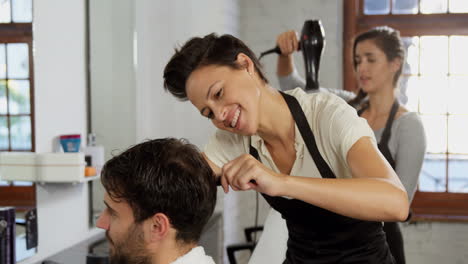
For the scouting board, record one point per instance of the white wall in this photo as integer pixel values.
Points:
(161, 26)
(59, 69)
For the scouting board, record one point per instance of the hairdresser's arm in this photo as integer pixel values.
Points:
(374, 192)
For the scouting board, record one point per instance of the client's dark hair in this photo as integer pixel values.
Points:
(168, 176)
(198, 52)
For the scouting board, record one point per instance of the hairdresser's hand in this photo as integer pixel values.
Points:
(247, 173)
(288, 42)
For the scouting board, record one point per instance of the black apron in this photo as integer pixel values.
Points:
(317, 235)
(391, 229)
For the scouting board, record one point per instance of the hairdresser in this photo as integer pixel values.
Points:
(312, 158)
(378, 56)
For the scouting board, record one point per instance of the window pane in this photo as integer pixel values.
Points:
(405, 7)
(18, 60)
(458, 6)
(3, 133)
(376, 7)
(2, 61)
(435, 127)
(18, 92)
(412, 55)
(5, 15)
(433, 94)
(458, 130)
(458, 55)
(21, 133)
(432, 177)
(22, 11)
(433, 6)
(413, 91)
(434, 52)
(458, 173)
(457, 95)
(3, 101)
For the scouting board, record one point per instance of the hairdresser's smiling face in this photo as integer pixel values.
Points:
(227, 96)
(126, 238)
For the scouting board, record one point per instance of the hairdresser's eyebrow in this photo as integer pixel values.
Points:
(208, 95)
(209, 89)
(110, 208)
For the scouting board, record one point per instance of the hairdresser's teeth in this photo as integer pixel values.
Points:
(234, 120)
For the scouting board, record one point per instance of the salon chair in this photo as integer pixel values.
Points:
(250, 243)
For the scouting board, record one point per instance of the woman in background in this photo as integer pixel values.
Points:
(379, 57)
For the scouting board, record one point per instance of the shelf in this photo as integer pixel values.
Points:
(85, 179)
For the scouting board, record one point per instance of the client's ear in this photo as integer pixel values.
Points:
(159, 227)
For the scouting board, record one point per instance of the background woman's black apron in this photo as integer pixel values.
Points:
(392, 229)
(320, 236)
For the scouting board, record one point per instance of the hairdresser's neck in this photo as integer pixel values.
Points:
(380, 102)
(276, 124)
(169, 251)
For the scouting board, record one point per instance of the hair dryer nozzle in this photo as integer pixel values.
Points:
(273, 50)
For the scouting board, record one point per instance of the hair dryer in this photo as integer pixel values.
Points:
(311, 42)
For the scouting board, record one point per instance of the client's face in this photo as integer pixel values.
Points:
(126, 238)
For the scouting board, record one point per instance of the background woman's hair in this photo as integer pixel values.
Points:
(198, 52)
(389, 42)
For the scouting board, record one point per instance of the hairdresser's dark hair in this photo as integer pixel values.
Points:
(168, 176)
(388, 40)
(198, 52)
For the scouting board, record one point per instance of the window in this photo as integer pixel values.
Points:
(435, 33)
(16, 93)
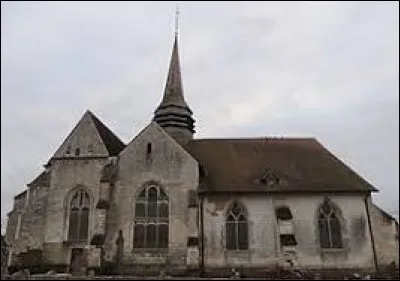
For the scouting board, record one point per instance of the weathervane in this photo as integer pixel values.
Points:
(176, 19)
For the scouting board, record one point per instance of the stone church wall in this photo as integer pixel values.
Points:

--*--

• [EXERCISE BRIEF]
Line by line, print the records exactly, leaving the pictures behind.

• [ANSWER SPACE]
For the scouting board, record one point per instance of the white wall in this photo as integer pixel values.
Points:
(161, 26)
(59, 69)
For the scouting board, record one point per instance of the hairdresser's arm in this photo as integer pixel values.
Points:
(374, 192)
For the scouting board, record one point per instance of the client's dark hair in this photo as integer pixel values.
Points:
(168, 176)
(198, 52)
For the scouting board, record one point per instance of the hairdresser's hand in this photo as integer pixel values.
Points:
(247, 173)
(288, 42)
For the scouting board, record one point per instance of the black apron in this photo as integer pixel values.
Points:
(317, 235)
(391, 229)
For the scouting board, record one point per instance of the hairdresser in this photo as integer pixel values.
Points:
(312, 158)
(378, 56)
For the scouting board, record one point per instance of the window pane in this photo as integer pixel values.
Points:
(405, 7)
(18, 60)
(458, 6)
(3, 133)
(376, 7)
(2, 61)
(435, 127)
(18, 92)
(412, 55)
(5, 15)
(433, 94)
(458, 130)
(458, 55)
(21, 133)
(432, 177)
(22, 11)
(433, 6)
(413, 91)
(434, 52)
(458, 173)
(457, 95)
(3, 101)
For the scouting board, record one point per instance of the hairdresser's smiling face in this photo as integer pixel values.
Points:
(227, 96)
(126, 238)
For the scouting board, record one point per instance of the hairdresser's eyebrow in this photo as integer pixel values.
Points:
(208, 95)
(209, 89)
(110, 208)
For the scouting board, record one point per instance of the hairdresser's teeth in this photo as integer pixel values.
Points:
(234, 120)
For the scouting board, record one point per instance of the salon chair in this photo as integer pixel values.
Points:
(250, 243)
For the scouting board, record one point per instance of the woman in background in this photo as integer pixel values.
Points:
(379, 57)
For the scouting board, record one point per instance of the shelf in this photo as integer pixel values.
Points:
(85, 179)
For the scouting board, record one point per instance of the client's ear in this photo as integer pixel values.
Points:
(159, 227)
For the scouting board, record one point per instance of the background woman's black apron in this photo as integer pixel values.
Points:
(392, 229)
(320, 236)
For the scouting board, record one point per instance of the hairdresser's neck in this photo as integer pixel values.
Points:
(380, 102)
(276, 124)
(169, 251)
For the scouting board, record one point per instance of the hair dryer nozzle in this photo as integer pixel values.
Points:
(273, 50)
For the scouting board, record one point per instance of the hair dryer in this photo as integer pixel values.
Points:
(311, 42)
For the scouting board, record one point per instance of the client's face in this photo as integer pixel values.
Points:
(126, 238)
For the scouting board, record one point per instance of the background woman's hair in this photo as integer pixel values.
Points:
(198, 52)
(389, 42)
For the scouting board, record one point per instance of the hairdresser's dark hair in this photo as integer pixel values.
Points:
(168, 176)
(388, 40)
(198, 52)
For the scouting board, record one point per instance of the window in this photo as integer pixel values.
Points:
(435, 33)
(16, 93)
For the scouting board, record one point per instance of the weathervane in this photo as integer pixel values.
Points:
(176, 19)
For the scouting board, record one point per instance of the stone church wall in this photo as integer pixel values.
Points:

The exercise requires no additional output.